> [Tarefa a executar] Transcreva literalmente, do texto sobre a pintura dos grafites da Avenida 23 de Maio, o trecho que começa nas palavras "Compartilho essas perguntas" e termina em "Acinzentou-se e empalideceu.".

Compartilho essas perguntas com vocês diante da recente atitude do prefeito de São Paulo, João Doria, de mandar pintar de cinza os muros laterais da Avenida 23 de Maio, no Centro, importante via que faz a ligação do Centro da capital paulista até o aeroporto de Congonhas, cobrindo os grafites de diversos artistas urbanos. Acompanhei o resultado por jornais e pela televisão. Não tenho dúvidas: a paisagem urbana de São Paulo, uma das mais eletrizantes do mundo, ficou mais pobre, perdeu em viço e surpresa. Acinzentou-se e empalideceu.

É verdade que as pichações sujam e agridem fachadas cuidadas com esmero, irritam proprietários ou usuários de imóveis que gostam de tratar bem o lado público de sua edificação, numa espécie de ato de reverência ou pequena contribuição de ver a cidade mais bonita. Há os que defendem estes atos como forma de expressão da identidade dos jovens e excluídos das oportunidades oferecidas pelas cidades. Ou uma forma de expressarem o exercício pleno de cidadão ativo e de querer pertencer de algum modo àquele lugar.

> [Trechos do material]

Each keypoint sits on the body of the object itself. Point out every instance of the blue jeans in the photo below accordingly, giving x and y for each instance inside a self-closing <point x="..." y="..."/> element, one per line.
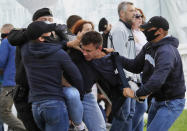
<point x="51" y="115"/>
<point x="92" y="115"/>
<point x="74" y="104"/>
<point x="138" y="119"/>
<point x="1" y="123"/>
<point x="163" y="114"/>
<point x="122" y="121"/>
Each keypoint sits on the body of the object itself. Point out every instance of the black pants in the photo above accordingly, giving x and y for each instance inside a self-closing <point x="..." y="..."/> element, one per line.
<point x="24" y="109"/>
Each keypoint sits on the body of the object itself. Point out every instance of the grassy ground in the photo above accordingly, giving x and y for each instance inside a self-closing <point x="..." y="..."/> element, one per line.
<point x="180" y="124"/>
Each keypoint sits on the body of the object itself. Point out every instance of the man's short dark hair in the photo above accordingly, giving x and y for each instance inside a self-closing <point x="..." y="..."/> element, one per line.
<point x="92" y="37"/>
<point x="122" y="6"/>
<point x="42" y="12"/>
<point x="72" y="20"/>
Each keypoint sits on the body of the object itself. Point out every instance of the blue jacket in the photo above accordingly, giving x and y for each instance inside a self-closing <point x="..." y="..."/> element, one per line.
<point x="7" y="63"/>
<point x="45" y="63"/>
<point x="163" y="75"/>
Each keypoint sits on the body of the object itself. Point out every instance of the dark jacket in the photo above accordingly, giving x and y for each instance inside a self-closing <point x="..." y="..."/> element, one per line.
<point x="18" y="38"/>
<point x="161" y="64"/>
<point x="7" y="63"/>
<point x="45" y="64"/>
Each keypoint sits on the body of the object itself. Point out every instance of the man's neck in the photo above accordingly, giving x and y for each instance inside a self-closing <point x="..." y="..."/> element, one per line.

> [Resultado da tarefa]
Compartilho essas perguntas com vocês diante da recente atitude do prefeito de São Paulo, João Doria, de mandar pintar de cinza os muros laterais da Avenida 23 de Maio, no Centro, importante via que faz a ligação do Centro da capital paulista até o aeroporto de Congonhas, cobrindo os grafites de diversos artistas urbanos. Acompanhei o resultado por jornais e pela televisão. Não tenho dúvidas: a paisagem urbana de São Paulo, uma das mais eletrizantes do mundo, ficou mais pobre, perdeu em viço e surpresa. Acinzentou-se e empalideceu.